WHAT YOU ARE ASKED TO DO: Find the line containing "target | wooden shelf" in the data below, then output that line and each one after it exactly, with nothing else.

GIVEN DATA:
+===+
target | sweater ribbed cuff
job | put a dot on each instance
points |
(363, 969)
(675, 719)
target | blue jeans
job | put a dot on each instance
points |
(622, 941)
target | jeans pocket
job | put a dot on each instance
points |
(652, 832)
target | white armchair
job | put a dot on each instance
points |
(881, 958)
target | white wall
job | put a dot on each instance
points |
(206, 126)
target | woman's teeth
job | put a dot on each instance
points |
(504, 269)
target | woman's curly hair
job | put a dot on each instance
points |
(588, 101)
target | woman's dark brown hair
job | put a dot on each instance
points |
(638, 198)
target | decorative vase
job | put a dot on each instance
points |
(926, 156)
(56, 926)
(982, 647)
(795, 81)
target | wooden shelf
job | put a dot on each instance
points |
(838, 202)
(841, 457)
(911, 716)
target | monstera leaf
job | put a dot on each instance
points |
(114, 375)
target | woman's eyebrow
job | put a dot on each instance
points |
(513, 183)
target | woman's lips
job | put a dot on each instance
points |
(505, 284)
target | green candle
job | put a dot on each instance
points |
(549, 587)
+===+
FINISHED EXERCISE:
target | wooden shelf
job | put a dot on each instance
points |
(838, 202)
(841, 457)
(911, 716)
target | monstera leaf
job | put a dot on each instance
points |
(114, 375)
target | woman's eyebrow
job | put a dot on each instance
points |
(513, 183)
target | woman's lips
job | put a dot on each instance
points |
(505, 284)
target | green candle
job | put a dot on each instance
points |
(549, 587)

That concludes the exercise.